(Collected data entries)
-*-*-

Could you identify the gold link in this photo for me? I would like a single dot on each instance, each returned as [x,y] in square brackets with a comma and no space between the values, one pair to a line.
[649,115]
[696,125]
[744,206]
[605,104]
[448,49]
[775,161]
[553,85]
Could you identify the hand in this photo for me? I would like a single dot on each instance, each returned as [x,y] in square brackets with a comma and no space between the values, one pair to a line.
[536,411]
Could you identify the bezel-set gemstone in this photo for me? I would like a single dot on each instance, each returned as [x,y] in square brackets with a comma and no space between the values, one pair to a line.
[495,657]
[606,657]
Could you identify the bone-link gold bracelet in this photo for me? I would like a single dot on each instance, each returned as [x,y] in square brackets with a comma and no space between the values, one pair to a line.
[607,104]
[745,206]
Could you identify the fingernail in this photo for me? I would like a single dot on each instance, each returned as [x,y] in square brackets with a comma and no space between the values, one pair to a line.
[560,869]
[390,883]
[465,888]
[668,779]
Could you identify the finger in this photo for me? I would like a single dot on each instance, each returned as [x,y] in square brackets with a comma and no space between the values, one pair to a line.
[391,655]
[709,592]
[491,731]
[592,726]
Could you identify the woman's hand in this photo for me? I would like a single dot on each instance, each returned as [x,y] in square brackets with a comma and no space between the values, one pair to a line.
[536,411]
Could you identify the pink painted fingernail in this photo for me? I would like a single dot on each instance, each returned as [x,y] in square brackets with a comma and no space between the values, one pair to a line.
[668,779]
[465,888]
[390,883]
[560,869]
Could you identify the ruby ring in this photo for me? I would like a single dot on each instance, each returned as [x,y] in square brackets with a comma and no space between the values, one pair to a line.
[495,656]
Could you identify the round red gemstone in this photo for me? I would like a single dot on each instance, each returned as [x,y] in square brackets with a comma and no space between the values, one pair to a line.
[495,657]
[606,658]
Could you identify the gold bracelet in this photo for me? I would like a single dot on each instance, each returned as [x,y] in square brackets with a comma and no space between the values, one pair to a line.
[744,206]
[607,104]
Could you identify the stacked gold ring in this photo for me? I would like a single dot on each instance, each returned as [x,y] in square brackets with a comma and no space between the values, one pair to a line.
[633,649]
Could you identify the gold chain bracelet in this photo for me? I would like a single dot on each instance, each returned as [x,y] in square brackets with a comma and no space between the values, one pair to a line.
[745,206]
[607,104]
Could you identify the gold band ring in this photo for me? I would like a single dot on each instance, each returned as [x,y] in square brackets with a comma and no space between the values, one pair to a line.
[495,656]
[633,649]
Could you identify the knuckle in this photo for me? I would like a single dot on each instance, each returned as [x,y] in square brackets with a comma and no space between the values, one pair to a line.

-*-*-

What this task involves.
Reproduce all records exactly, without omissions.

Finished exercise.
Could you identify the gold link in this photo for me? I would like a single dot on each instance, each returned as [x,y] in square brackets with a comma and no space between the values, one pair to a line.
[649,115]
[696,125]
[744,206]
[605,104]
[448,49]
[775,161]
[553,85]
Could you identify the hand in this photo for me? I would like a single dot on each instance, each returned as [x,y] in square brackets with a comma and no space between the values, one pair to a line.
[536,411]
Could you identify the bezel-set gemstone in this photo for me? I would like a single dot on each instance, each returned as [x,y] in square brackets with a comma and no space between the values, one pair to a line.
[495,657]
[606,657]
Could you identify the bone-link gold bracelet in this photo for me? I would like a single dot on each instance, each returned as [x,y] in square brackets with a comma and no space between the values, one pair to a line.
[607,104]
[745,206]
Could you identify the fingernail in this photo for me? I would like a single dot on each instance, each returned as [x,y] in square brackets with a comma and no space between the values, one pair to a line.
[560,869]
[390,883]
[465,888]
[668,779]
Could you identify the finger in this photo for me? I would like a single dot on each instance, each returned as [x,y] in square brackets with a comma and no space between the values, one pair to a line.
[391,655]
[709,592]
[491,731]
[592,726]
Could you identify the woman's hand in this photo for me? I would like a single dot on each instance, each returned as [x,y] in square brackets with a comma and no space between the values, one pair to a line.
[536,411]
Could you identify the pink painted fingernail in this photo for me? I would like a single dot on each instance, each returned as [x,y] in square brackets with a comma and no space between the values, one pair to a line.
[668,779]
[465,888]
[390,883]
[560,869]
Could you identify the ruby ring in this photo for me? I would like a single dot on each instance, each returned as [x,y] in square brackets with a comma and no space between the values, one pair to a line.
[495,656]
Could you identify the round red gemstone in this photo for me? I would like a single dot on each instance, each returned as [x,y] in square brackets with a comma and no space between the values, one pair to a line.
[495,657]
[606,658]
Could you identify the gold bracelet in this photo for me? I would like a single dot on each instance, each returned as [x,y] in square brackets with a comma and no space between the values, one pair to a line.
[744,206]
[607,104]
Could you identify the stacked gold ring in this photo for me? I would like a single dot on each instance, each returned as [x,y] in square brackets with a comma and no space between the values, one pair to a line.
[633,649]
Could you identify the gold chain bracelet in this photo for me? I would like a single dot on each instance, each returned as [x,y] in square brackets with a comma and no space between the values, one pair to a line.
[745,206]
[607,104]
Could you identify the gold band ring in this photo for me? I would like a single dot on each instance, each returned as [x,y] in square brackets with a comma and no space between the values, one pair to a line.
[495,656]
[633,649]
Could you identify the knuckle in this photo for me? I would like a single dot on each instance, each returned as [x,y] in square brackets with a comma and no space between the values, one pair to a line.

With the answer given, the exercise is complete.